AIM. Copy out, unchanged, the stretch of items from the start through the line that contains "[[201, 371, 313, 385]]".

Stored items

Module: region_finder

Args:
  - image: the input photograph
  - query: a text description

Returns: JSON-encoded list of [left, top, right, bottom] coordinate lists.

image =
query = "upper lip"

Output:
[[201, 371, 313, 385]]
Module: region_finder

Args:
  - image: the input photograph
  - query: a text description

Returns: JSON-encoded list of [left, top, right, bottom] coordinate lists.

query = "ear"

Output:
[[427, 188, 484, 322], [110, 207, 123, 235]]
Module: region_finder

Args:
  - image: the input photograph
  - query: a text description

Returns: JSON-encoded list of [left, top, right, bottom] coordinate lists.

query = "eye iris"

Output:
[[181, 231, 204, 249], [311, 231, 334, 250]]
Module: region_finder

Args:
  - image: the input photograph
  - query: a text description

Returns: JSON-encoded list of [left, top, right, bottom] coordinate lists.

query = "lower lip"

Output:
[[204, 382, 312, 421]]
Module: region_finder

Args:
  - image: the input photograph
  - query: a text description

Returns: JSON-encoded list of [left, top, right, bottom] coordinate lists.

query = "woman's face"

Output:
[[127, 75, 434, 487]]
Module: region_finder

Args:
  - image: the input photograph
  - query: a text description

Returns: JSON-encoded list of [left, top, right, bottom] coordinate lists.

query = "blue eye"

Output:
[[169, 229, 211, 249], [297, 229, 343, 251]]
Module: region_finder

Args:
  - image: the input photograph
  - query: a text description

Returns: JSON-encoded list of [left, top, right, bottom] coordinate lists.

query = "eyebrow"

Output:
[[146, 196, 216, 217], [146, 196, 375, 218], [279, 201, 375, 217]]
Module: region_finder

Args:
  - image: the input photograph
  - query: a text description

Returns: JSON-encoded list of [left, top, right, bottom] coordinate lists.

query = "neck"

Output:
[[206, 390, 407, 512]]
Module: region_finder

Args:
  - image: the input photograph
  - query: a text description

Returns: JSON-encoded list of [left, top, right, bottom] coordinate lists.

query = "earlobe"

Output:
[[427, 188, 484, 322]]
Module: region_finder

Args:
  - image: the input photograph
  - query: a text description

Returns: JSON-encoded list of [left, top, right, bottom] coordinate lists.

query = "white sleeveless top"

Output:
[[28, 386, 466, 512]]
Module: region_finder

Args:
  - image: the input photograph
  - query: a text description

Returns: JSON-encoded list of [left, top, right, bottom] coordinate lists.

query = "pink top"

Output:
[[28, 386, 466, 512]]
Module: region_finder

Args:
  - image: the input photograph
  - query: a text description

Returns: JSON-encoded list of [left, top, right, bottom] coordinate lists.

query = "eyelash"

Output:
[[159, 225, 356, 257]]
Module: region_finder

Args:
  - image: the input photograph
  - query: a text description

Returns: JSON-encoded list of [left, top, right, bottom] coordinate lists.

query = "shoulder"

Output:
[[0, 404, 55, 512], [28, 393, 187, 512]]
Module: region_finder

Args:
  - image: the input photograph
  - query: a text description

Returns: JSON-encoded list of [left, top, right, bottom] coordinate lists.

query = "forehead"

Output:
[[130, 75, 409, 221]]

ANSWER BELOW.
Module: region_finder

Args:
  - image: the input photograph
  - query: a text description

Returns: JSON-encoded list of [left, top, right, bottom] coordinate lists.

image =
query = "upper lip"

Output:
[[201, 371, 313, 385]]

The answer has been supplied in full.